Les collectivités ont su s'adapter aux nouvelles règles européennes sur les aides aux Sieg (services économiques d'intérêt général) contenues dans le "paquet Almunia" de 2011. C'est ce qui ressort du rapport bisannuel de la France récemment publié par Bruxelles. Ces règles sont venues sécuriser le financement de ces services, notamment les services sociaux d'intérêt général (garde d'enfants, logement social, formation...). Mais le mécanisme comporte des failles que les cabinets d'avocats ont su utiliser à des fins parfois "opportunistes". C'est le cas dans le domaine du logement. Décryptage.

Quatre ans après l'entrée en vigueur du "paquet Almunia", la Commission a récemment publié les rapports bisannuels des Etats membres sur la mise en œuvre de ces nouvelles règles régissant les services économiques d'intérêt général (Sieg). C'est-à-dire les prestations de service public réalisées par des acteurs privés (entreprises, associations…), ouvrant droit à compensation. On peut s'étonner de la publication tardive de ces rapports qui datent de 2014. Sans doute la Commission n'a-t-elle pas voulu rouvrir trop tôt ce débat complexe en raison des priorités du moment : crise grecque, afflux de réfugiés… Le but de l'exercice est d'apporter d'éventuels aménagements. Ce ne sera pas avant 2016. Mais une chose est sûre : il n'y aura pas de grand chantier comme en 2011.
* * *
Énoncé de l'exercice 1: Dans le texte sur le paquet Almunia, relevez tous les exemples de services sociaux d'intérêt général cités entre parenthèses.

Données fournies:
* * *
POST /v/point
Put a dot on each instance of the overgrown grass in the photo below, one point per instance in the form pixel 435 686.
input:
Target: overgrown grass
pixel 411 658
* * *
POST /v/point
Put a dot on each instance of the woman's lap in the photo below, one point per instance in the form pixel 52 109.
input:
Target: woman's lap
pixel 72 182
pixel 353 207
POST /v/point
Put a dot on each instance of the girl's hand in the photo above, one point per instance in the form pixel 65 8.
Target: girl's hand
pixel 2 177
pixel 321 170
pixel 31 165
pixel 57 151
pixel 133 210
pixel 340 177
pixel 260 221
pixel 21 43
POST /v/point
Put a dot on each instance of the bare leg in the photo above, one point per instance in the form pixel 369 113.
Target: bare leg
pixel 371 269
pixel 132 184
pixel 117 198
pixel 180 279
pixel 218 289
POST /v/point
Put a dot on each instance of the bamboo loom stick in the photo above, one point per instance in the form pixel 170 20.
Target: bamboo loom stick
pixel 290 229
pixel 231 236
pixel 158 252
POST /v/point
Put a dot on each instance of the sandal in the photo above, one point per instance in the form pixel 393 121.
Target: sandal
* * *
Énoncé de l'exercice 2: Relevez toutes les lignes du listing qui contiennent la chaîne "loom", en tenant compte de la casse.

Bonne réponse 1: garde d'enfants, logement social, formation

Bonne réponse 2:
Put a dot on each instance of the bamboo loom stick in the photo above, one point per instance in the form pixel 170 20.
Target: bamboo loom stick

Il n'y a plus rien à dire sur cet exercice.